» OBJECTIVE: Pull out, word for word, the stretch from the very first line through the line containing "[[[191,157],[201,158],[201,144],[191,144]]]", both ends included. Leave any picture out of your answer.

» Mask labeling examples:
- - - - - - -

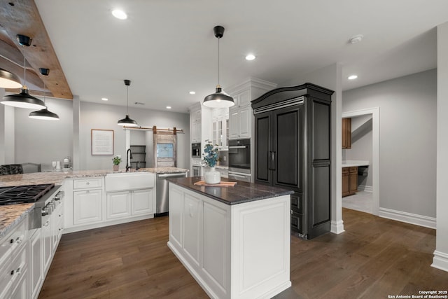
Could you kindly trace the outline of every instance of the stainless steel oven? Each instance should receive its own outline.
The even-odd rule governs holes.
[[[229,173],[251,173],[251,139],[229,141]]]
[[[191,157],[201,158],[201,144],[191,144]]]

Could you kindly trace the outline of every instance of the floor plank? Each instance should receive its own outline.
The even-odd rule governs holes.
[[[343,209],[345,232],[291,236],[293,286],[276,299],[386,298],[446,290],[435,231]],[[167,246],[168,218],[64,235],[40,298],[206,298]]]

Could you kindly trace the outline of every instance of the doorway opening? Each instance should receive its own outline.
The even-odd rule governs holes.
[[[369,176],[370,176],[370,179],[371,179],[372,182],[372,214],[378,216],[379,209],[379,108],[374,107],[354,111],[343,112],[342,113],[342,118],[360,117],[360,119],[363,118],[360,118],[361,116],[365,116],[363,118],[368,120],[364,123],[361,122],[361,125],[357,128],[361,131],[364,130],[366,126],[370,126],[368,122],[370,121],[369,120],[371,116],[372,161],[369,165],[368,171],[369,172]],[[364,125],[364,127],[363,127],[363,125]],[[343,153],[342,160],[344,160],[344,158]],[[370,190],[368,183],[366,184],[365,182],[364,182],[364,186],[368,185],[367,188],[369,189],[368,191],[370,192]],[[362,192],[363,191],[360,193],[360,197],[362,196]],[[344,201],[342,199],[342,200]],[[342,207],[342,204],[340,205],[340,207]]]

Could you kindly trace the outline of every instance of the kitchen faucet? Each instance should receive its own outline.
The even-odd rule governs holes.
[[[129,169],[131,168],[130,161],[127,160],[128,158],[129,160],[132,159],[132,152],[131,151],[131,148],[128,148],[127,151],[126,152],[126,172],[127,172]]]

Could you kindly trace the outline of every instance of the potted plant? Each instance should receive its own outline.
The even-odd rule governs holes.
[[[113,171],[118,172],[120,168],[120,163],[121,163],[121,155],[116,155],[112,158],[112,162],[113,162]]]
[[[205,172],[205,182],[207,183],[218,183],[221,181],[221,174],[215,169],[215,166],[219,157],[218,156],[218,147],[214,146],[209,140],[206,140],[207,144],[204,146],[202,153],[202,165],[208,166],[210,169]]]

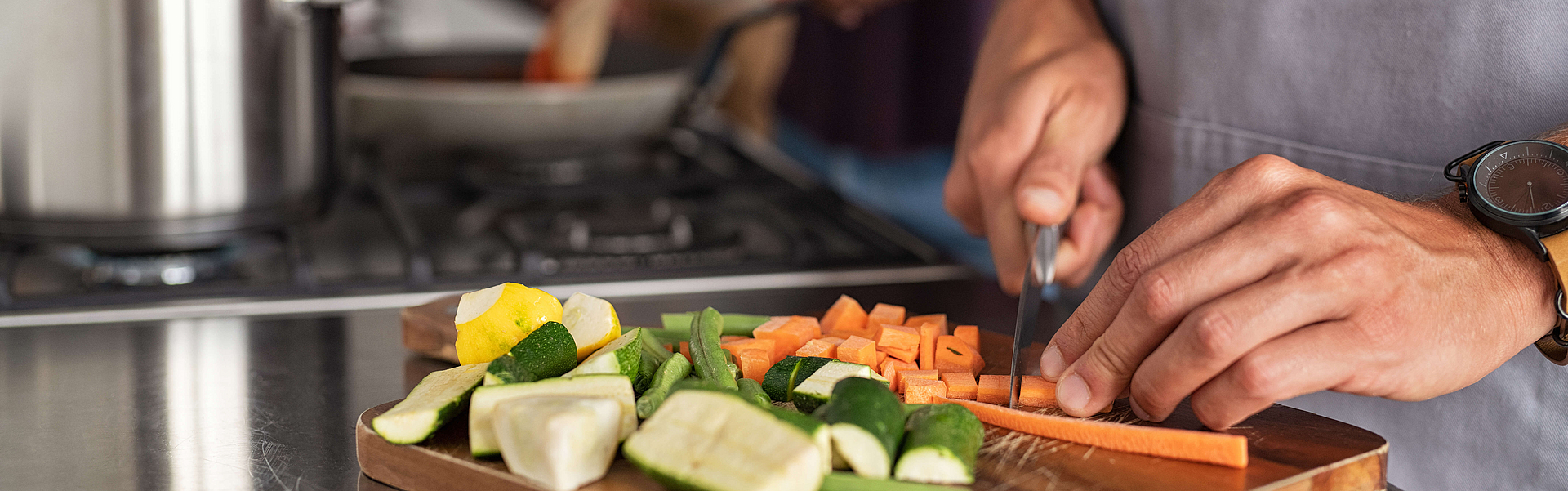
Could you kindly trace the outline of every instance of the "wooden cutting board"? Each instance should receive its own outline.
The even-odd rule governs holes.
[[[445,336],[442,329],[450,329],[452,337],[456,336],[452,317],[445,314],[452,304],[455,298],[405,309],[405,344],[416,351],[439,358],[442,348],[426,340]],[[980,353],[986,361],[983,373],[1005,375],[1011,364],[1011,339],[983,329],[980,336]],[[1043,348],[1040,344],[1032,345],[1024,351],[1025,359],[1036,359]],[[423,444],[386,442],[370,430],[370,419],[386,413],[394,403],[370,408],[359,416],[356,430],[359,467],[370,478],[408,491],[533,489],[506,472],[500,460],[475,460],[469,455],[467,419],[461,416]],[[1099,417],[1135,420],[1124,400]],[[1203,428],[1185,403],[1163,424],[1135,424]],[[1228,433],[1247,436],[1250,460],[1247,469],[1093,449],[986,425],[986,444],[980,450],[977,482],[971,488],[977,491],[1385,488],[1388,442],[1372,431],[1275,405]],[[624,460],[616,460],[604,480],[583,489],[662,488]]]

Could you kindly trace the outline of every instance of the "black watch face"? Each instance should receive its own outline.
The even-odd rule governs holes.
[[[1474,193],[1494,209],[1532,218],[1568,204],[1568,151],[1546,141],[1499,146],[1475,163]]]

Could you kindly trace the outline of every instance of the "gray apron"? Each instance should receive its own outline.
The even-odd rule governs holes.
[[[1217,173],[1276,154],[1396,198],[1443,165],[1568,122],[1568,2],[1102,0],[1132,72],[1113,152],[1132,237]],[[1460,300],[1455,300],[1460,301]],[[1389,441],[1405,489],[1568,488],[1568,367],[1526,348],[1427,402],[1287,405]]]

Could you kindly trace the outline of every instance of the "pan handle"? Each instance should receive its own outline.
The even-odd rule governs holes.
[[[718,67],[724,63],[724,53],[729,52],[729,42],[734,41],[740,31],[782,14],[800,14],[804,8],[806,2],[803,0],[778,2],[740,14],[740,17],[735,17],[729,24],[724,24],[724,27],[718,28],[718,31],[713,33],[713,38],[709,39],[707,45],[702,49],[702,56],[698,58],[698,64],[691,71],[691,82],[681,96],[681,102],[676,105],[674,118],[670,125],[685,127],[691,116],[696,115],[698,105],[707,100],[706,96],[713,91],[710,85],[718,75]]]

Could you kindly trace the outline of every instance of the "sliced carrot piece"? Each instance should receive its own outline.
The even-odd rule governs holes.
[[[935,323],[936,328],[942,329],[942,334],[947,334],[947,314],[914,315],[903,320],[903,325],[911,328],[919,328],[927,323]]]
[[[817,325],[815,317],[773,317],[753,329],[751,336],[756,339],[771,339],[775,342],[775,358],[784,359],[784,356],[789,356],[790,353],[795,353],[795,350],[800,350],[800,347],[804,347],[808,340],[822,337],[822,328]]]
[[[953,336],[967,342],[971,348],[980,350],[980,326],[956,326]]]
[[[936,370],[936,337],[942,336],[942,328],[936,323],[920,325],[920,370]]]
[[[768,369],[773,367],[773,350],[743,348],[735,355],[735,364],[740,366],[740,376],[762,383],[762,375],[768,373]]]
[[[1024,375],[1018,383],[1018,403],[1035,408],[1055,408],[1057,384],[1046,381],[1040,375]]]
[[[980,391],[975,375],[969,372],[947,372],[942,373],[941,380],[947,384],[947,397],[952,398],[974,400]]]
[[[859,301],[850,298],[850,295],[839,295],[839,300],[828,307],[828,314],[822,315],[822,331],[823,333],[839,333],[845,331],[850,337],[866,333],[866,309],[861,307]]]
[[[889,323],[895,326],[903,325],[903,307],[878,303],[872,307],[870,314],[866,314],[866,333],[870,336],[861,334],[861,337],[878,340],[881,339],[881,326]]]
[[[724,350],[729,350],[729,353],[735,355],[735,358],[740,358],[740,351],[743,351],[743,350],[768,350],[768,366],[773,366],[773,362],[778,362],[778,359],[773,359],[775,342],[771,339],[746,337],[746,339],[742,339],[742,340],[724,342],[724,344],[720,344],[718,347],[724,348]],[[782,359],[782,358],[779,358],[779,359]]]
[[[916,378],[938,380],[939,373],[936,373],[936,370],[903,370],[903,372],[898,372],[898,381],[903,383],[902,386],[898,386],[898,392],[908,391],[909,389],[909,381],[916,380]]]
[[[980,417],[982,422],[1029,435],[1065,439],[1076,444],[1116,452],[1176,458],[1237,469],[1247,467],[1247,438],[1240,435],[1140,427],[1079,417],[1036,414],[1008,409],[997,405],[953,400],[946,397],[936,397],[935,400],[939,403],[961,405],[969,408],[969,411]]]
[[[877,344],[870,339],[850,336],[839,345],[839,361],[872,366],[877,362]]]
[[[936,372],[980,373],[985,369],[985,359],[980,358],[978,350],[969,347],[958,336],[938,336],[935,358]]]
[[[883,350],[914,350],[920,347],[920,333],[914,328],[883,325],[883,337],[877,340]]]
[[[804,347],[795,350],[795,356],[834,358],[834,355],[839,355],[839,347],[822,339],[808,340]]]
[[[903,402],[908,405],[928,405],[947,397],[947,384],[941,380],[906,378],[903,383]]]
[[[1007,375],[980,375],[980,391],[975,400],[993,405],[1005,405],[1013,397],[1013,380]]]
[[[913,362],[908,361],[887,359],[883,361],[881,370],[878,373],[881,373],[881,376],[887,380],[889,387],[892,387],[895,392],[903,392],[903,386],[898,384],[898,380],[903,378],[905,370],[916,370],[916,367]]]

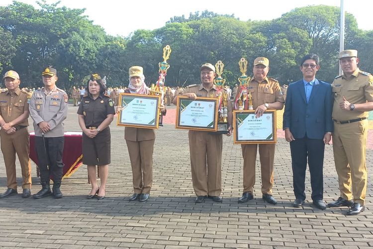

- - - - - - -

» SOLUTION FOR THIS PROBLEM:
Could you kindly trace the outline of every instance of the stainless steel oven? Each instance should receive its own outline.
The even-odd rule governs holes.
[[[229,173],[251,173],[251,139],[229,141]]]
[[[191,157],[201,158],[201,144],[191,144]]]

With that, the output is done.